Work to complete: Count the lines in the bounding-box records that contain the string "book", treating uppercase and lowercase as different, and give only that number.

Bounding-box records:
|---|

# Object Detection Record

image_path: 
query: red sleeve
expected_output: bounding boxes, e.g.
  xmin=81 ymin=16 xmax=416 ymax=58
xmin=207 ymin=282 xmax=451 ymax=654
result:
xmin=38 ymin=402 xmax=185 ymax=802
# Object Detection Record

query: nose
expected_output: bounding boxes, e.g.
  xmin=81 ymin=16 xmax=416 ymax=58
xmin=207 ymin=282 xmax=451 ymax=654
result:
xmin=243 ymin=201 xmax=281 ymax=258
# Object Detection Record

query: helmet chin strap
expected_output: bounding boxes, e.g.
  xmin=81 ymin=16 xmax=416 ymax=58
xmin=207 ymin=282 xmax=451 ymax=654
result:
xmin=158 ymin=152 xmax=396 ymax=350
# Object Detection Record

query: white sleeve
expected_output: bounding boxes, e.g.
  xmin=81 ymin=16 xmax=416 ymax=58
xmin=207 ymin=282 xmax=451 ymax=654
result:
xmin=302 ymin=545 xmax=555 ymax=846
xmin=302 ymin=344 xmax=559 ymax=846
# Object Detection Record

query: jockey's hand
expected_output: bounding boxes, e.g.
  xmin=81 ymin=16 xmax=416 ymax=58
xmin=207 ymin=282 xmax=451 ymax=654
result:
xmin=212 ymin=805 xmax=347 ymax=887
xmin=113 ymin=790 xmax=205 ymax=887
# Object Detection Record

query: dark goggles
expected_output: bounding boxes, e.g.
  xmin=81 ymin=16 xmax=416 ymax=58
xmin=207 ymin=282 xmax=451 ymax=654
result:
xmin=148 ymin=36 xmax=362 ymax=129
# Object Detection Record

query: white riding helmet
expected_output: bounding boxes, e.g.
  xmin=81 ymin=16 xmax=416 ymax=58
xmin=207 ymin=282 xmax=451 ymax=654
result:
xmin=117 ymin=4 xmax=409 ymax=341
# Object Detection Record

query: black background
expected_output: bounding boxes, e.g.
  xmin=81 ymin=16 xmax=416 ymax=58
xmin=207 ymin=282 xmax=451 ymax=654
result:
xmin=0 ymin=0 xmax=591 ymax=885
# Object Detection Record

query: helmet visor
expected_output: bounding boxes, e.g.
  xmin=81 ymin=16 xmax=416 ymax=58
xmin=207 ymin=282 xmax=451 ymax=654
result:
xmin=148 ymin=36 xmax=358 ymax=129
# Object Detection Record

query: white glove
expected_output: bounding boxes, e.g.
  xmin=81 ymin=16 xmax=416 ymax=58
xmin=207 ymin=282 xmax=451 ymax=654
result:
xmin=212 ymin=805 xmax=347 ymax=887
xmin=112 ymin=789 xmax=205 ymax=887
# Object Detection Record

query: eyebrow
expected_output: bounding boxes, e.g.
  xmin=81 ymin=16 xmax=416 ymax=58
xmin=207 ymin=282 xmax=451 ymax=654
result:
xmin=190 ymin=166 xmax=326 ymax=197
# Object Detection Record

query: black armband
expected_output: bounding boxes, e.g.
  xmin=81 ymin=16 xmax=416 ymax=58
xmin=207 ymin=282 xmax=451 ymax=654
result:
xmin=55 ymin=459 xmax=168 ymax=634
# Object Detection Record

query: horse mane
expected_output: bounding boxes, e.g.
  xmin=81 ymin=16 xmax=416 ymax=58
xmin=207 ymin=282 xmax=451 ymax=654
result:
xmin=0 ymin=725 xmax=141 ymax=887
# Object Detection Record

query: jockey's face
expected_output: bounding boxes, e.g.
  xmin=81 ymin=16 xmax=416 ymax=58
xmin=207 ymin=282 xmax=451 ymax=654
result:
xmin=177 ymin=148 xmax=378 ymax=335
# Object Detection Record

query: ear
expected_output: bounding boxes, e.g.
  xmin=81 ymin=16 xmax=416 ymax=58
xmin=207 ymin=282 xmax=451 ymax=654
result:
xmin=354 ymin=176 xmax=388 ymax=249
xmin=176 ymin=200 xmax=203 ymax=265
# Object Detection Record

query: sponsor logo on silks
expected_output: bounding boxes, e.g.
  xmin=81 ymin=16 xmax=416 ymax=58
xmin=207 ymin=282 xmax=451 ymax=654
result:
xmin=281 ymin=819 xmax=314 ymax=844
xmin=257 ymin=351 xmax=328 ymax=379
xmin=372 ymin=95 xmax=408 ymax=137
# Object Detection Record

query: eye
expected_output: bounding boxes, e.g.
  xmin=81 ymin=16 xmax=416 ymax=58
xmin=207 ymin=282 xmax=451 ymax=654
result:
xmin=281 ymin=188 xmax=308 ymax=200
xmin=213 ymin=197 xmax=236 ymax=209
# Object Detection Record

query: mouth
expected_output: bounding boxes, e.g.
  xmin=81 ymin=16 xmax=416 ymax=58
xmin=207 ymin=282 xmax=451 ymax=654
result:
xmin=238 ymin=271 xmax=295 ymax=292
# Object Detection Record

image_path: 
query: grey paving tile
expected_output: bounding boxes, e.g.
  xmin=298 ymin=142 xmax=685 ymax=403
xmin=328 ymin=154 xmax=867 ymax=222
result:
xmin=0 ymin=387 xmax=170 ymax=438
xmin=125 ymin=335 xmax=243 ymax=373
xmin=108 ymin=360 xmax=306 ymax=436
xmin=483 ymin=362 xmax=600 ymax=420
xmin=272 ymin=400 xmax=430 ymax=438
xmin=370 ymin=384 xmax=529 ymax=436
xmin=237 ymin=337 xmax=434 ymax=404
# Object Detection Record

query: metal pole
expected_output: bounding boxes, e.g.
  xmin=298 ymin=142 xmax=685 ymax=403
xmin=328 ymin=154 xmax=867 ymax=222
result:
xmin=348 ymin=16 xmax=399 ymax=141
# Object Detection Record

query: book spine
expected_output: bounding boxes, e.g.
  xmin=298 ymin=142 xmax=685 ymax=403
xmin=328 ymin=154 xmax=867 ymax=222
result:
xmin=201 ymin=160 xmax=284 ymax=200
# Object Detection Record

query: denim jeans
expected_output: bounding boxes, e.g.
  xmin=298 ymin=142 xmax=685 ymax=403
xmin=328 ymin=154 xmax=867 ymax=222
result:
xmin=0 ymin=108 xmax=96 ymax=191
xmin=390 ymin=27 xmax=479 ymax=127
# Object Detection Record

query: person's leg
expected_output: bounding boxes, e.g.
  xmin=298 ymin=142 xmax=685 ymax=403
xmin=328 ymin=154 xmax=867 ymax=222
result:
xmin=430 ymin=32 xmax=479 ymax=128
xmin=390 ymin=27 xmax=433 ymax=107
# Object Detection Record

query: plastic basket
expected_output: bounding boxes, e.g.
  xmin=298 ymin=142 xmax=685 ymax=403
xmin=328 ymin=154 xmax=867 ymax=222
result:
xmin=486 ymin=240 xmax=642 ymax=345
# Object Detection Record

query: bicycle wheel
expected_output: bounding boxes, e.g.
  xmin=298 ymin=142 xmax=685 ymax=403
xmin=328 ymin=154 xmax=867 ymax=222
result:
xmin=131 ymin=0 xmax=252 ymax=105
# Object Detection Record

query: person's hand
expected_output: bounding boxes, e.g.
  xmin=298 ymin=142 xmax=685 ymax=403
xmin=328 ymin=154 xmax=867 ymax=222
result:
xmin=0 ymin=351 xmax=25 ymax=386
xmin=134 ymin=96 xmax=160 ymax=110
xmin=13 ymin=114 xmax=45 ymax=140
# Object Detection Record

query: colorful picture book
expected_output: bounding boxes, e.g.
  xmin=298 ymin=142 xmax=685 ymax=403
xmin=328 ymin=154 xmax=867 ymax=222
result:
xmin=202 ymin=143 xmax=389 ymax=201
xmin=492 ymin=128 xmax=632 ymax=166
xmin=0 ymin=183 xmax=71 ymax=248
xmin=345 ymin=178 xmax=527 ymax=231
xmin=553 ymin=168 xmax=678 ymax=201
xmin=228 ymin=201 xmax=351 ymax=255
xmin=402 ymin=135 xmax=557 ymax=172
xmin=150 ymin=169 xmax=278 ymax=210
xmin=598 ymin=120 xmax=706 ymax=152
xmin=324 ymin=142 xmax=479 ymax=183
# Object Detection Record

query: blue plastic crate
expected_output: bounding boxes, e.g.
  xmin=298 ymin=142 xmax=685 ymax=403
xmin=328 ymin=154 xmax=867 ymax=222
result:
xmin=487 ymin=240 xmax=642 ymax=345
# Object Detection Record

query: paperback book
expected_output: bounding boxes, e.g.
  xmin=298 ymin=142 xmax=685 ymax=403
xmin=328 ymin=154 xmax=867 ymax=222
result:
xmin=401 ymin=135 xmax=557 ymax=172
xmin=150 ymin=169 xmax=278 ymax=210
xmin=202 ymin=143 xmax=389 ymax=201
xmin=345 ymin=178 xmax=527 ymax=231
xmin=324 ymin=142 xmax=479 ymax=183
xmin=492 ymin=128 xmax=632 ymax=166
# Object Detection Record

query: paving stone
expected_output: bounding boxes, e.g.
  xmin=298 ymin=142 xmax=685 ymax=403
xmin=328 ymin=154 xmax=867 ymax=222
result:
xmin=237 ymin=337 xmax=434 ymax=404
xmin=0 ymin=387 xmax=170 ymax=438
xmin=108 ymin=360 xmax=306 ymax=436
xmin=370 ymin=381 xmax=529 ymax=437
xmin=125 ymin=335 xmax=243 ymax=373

|---|

Written solution: 3